**Stated goal**
In the records below, find the line containing "Teacher note to the class: pick out the woman's", then extract that line and all subsequent lines exactly, leaving out everything else.
##### Provided information
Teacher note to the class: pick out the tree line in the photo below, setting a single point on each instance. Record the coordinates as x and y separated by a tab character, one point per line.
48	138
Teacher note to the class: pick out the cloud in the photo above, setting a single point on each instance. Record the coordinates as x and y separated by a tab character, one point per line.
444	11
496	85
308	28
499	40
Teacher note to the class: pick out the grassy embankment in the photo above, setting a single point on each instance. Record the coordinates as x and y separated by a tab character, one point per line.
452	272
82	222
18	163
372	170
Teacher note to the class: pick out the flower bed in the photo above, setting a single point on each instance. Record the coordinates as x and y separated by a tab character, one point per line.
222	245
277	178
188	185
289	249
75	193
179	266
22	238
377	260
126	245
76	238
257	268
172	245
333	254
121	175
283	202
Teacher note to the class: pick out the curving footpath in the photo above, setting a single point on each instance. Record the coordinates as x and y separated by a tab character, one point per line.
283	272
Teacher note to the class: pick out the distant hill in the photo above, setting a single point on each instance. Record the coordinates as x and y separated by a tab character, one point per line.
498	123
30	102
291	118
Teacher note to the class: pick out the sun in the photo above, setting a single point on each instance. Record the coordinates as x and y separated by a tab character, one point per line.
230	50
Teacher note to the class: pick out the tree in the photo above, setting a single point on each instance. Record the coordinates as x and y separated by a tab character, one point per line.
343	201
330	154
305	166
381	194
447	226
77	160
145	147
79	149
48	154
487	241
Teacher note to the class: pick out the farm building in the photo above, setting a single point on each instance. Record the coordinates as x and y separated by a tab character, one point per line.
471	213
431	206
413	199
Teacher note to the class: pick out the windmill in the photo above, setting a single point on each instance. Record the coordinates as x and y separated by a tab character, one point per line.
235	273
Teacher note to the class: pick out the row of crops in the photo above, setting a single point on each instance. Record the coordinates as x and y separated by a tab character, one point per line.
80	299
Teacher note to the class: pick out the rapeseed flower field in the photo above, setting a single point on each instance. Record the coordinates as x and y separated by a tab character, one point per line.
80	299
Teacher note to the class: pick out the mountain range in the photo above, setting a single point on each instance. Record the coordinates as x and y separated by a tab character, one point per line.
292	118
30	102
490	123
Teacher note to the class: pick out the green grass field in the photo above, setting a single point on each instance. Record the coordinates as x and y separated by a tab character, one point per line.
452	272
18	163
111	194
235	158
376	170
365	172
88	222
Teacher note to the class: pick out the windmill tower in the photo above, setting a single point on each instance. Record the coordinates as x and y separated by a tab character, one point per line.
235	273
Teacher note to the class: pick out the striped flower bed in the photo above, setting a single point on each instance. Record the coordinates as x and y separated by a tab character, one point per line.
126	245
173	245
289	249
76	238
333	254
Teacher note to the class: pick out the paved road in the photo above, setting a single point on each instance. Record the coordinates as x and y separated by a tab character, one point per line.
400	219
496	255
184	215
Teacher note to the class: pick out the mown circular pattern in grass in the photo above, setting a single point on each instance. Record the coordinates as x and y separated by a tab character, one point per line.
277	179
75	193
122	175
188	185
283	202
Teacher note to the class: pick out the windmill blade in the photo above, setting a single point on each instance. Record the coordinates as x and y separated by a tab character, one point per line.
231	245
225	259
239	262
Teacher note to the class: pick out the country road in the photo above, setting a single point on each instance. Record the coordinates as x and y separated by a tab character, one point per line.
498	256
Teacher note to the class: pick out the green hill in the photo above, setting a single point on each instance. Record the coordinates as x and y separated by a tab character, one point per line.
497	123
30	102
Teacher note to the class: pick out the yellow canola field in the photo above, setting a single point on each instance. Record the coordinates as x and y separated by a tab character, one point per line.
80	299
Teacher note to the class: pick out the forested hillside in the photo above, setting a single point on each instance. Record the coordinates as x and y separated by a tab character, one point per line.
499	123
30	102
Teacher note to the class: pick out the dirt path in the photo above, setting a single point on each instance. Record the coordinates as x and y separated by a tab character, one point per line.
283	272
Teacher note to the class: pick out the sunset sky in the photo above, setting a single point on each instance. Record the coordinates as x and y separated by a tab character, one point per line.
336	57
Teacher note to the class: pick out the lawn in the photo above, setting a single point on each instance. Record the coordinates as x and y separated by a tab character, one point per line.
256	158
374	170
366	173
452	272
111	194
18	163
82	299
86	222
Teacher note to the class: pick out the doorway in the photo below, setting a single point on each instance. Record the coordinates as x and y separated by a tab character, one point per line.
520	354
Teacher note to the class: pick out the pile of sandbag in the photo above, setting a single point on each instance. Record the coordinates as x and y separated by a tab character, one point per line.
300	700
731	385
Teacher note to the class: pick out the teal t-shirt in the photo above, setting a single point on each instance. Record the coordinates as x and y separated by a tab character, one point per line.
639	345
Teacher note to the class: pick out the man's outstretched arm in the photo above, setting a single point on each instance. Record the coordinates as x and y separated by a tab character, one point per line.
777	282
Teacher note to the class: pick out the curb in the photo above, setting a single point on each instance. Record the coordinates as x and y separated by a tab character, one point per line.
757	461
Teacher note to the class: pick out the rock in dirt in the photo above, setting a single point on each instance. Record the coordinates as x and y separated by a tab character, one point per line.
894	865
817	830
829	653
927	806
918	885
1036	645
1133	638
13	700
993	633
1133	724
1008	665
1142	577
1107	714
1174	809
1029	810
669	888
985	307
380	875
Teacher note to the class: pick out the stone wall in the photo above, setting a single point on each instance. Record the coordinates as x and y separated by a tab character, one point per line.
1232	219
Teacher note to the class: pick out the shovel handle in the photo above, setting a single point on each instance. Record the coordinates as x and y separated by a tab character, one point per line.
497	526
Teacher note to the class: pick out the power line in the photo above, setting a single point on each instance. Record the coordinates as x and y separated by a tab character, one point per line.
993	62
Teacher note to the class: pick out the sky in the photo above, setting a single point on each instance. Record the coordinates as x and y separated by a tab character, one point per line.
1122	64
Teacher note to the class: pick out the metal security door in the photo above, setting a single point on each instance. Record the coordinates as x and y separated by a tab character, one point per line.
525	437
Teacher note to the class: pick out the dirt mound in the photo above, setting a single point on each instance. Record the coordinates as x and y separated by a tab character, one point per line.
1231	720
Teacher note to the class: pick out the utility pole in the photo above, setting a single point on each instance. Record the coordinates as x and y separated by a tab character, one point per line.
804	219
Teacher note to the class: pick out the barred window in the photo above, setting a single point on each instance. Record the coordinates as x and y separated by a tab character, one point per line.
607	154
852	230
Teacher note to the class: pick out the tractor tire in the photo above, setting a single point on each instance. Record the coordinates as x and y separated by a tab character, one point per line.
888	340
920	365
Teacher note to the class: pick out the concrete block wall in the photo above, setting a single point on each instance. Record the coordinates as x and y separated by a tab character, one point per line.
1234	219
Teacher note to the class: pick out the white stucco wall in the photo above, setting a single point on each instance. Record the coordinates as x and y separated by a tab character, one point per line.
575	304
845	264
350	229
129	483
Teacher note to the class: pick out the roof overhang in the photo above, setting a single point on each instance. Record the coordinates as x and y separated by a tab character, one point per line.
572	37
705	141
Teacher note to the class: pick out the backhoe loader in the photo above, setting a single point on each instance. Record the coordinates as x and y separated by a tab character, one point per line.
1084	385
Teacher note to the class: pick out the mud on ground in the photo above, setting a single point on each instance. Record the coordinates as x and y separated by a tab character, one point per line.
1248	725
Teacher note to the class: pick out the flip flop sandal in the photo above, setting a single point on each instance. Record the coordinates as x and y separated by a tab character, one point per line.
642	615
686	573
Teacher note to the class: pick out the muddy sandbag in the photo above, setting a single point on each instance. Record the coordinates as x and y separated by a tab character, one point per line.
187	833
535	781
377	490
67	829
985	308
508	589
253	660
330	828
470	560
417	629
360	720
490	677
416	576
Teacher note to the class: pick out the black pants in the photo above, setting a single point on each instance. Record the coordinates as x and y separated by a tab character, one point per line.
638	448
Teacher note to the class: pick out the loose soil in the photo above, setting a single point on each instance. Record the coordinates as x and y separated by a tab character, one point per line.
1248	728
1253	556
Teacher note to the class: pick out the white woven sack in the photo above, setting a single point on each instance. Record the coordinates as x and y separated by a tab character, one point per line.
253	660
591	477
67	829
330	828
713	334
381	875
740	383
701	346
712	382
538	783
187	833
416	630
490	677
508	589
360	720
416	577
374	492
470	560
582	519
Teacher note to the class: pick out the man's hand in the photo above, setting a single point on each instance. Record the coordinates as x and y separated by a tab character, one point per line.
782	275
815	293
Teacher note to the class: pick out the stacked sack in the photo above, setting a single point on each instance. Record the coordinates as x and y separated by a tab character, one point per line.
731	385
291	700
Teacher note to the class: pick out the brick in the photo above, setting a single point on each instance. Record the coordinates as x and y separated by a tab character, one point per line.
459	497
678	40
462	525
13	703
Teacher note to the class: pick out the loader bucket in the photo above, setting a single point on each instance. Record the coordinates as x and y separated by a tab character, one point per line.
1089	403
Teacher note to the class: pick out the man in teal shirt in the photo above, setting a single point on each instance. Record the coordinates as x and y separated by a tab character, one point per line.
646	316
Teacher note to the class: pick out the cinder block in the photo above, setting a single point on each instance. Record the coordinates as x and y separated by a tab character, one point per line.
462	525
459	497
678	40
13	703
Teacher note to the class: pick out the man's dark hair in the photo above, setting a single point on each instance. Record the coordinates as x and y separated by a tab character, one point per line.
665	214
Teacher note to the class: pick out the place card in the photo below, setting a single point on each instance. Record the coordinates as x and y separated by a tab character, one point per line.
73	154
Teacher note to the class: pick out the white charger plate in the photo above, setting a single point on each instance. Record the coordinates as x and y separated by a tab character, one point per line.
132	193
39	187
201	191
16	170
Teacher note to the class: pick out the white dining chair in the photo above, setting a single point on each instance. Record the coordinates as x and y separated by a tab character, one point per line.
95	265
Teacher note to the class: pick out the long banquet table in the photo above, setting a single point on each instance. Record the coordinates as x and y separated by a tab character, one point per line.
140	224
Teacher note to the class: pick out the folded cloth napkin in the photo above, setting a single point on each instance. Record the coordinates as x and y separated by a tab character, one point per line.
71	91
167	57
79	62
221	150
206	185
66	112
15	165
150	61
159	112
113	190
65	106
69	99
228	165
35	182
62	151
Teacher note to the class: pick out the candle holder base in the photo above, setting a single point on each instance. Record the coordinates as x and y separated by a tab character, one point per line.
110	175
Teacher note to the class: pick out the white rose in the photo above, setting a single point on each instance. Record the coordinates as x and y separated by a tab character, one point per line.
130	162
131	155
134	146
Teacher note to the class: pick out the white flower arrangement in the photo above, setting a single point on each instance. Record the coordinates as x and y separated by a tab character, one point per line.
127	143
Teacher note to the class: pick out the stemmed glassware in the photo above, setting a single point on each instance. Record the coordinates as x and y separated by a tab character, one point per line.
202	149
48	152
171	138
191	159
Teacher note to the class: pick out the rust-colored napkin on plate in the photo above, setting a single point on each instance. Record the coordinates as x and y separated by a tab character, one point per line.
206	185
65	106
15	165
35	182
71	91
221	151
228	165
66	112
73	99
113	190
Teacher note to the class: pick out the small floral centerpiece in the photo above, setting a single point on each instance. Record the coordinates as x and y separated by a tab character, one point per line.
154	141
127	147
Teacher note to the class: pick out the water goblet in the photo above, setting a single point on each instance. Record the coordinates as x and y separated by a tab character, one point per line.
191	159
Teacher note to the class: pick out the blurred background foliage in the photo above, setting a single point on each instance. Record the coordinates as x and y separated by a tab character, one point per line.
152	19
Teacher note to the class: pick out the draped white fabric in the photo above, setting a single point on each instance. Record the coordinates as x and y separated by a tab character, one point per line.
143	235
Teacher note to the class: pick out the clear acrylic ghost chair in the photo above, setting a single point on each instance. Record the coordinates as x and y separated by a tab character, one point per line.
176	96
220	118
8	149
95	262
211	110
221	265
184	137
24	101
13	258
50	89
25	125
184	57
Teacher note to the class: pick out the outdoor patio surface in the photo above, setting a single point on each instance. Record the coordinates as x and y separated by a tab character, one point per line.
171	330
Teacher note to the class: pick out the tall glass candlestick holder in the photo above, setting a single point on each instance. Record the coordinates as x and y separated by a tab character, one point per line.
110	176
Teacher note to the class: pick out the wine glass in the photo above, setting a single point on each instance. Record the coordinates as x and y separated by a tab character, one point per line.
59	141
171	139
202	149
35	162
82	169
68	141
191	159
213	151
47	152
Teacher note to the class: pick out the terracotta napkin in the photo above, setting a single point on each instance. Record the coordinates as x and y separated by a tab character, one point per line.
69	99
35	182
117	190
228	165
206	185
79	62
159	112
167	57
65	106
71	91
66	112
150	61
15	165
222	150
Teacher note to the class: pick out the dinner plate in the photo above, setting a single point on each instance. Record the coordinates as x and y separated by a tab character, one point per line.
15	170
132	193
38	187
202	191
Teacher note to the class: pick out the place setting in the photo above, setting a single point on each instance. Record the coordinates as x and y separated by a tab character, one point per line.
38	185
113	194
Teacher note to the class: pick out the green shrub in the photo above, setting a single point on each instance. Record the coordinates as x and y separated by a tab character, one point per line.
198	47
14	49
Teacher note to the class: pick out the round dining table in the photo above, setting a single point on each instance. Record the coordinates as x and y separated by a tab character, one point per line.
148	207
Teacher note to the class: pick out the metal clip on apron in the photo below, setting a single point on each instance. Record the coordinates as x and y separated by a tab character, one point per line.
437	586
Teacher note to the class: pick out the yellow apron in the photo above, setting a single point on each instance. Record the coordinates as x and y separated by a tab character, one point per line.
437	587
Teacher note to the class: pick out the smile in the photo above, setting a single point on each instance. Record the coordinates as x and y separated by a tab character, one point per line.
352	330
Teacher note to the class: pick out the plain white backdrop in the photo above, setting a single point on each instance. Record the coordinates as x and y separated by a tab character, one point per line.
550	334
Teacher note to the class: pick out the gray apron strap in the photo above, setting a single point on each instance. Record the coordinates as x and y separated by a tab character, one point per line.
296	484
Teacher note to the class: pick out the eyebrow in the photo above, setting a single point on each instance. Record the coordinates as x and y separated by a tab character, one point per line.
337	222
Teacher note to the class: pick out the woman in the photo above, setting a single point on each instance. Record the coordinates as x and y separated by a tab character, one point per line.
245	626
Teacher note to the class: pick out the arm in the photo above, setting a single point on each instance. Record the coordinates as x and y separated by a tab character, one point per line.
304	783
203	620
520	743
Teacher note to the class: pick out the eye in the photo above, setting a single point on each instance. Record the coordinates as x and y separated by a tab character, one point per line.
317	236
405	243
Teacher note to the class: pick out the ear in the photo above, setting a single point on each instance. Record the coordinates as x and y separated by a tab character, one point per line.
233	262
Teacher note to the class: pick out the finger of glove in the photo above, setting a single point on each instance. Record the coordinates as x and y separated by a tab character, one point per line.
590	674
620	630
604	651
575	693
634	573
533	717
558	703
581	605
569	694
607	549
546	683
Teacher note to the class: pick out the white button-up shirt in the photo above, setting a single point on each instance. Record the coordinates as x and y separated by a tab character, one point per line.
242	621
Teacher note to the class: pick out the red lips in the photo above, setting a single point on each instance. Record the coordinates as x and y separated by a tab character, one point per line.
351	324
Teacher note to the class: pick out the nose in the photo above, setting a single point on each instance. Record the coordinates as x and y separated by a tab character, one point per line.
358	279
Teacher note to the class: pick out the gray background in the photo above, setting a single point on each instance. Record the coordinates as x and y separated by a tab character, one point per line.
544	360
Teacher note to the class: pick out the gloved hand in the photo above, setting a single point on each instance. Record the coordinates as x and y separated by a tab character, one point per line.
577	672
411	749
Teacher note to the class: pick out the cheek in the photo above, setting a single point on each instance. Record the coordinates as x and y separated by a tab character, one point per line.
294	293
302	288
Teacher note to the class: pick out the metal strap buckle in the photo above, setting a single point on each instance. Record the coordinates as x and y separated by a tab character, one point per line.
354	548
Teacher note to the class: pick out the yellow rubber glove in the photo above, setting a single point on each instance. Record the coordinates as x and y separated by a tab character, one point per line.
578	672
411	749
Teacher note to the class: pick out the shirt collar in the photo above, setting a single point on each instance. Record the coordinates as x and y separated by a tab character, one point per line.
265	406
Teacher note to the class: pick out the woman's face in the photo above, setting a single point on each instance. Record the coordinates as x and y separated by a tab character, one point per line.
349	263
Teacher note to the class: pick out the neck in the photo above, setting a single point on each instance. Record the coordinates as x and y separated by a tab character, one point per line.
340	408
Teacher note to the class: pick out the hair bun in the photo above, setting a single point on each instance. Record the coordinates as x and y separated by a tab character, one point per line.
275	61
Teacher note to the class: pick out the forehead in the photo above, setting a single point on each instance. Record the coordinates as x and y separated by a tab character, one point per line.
##########
**Output for this exercise**
Teacher note to the class: pick out the woman's face in the photo above, setting a single point on each instance. Record the coordinates as x and y separated by a tab character, one point per line.
349	263
Teacher note to the class: pick out the neck in the photo above, setting a single point on each instance. Record the coordinates as x and y separated by a tab character, one point per line.
340	408
Teacher note to the class: pick out the hair bun in the photo above, setting a single point on each instance. Record the coordinates as x and y separated by a tab character, one point per line.
275	61
Teacher note to the class: pick out the forehead in the photo above, setting a single point on each instance. Record the coordinates as x and y separated by a tab character, one point per line.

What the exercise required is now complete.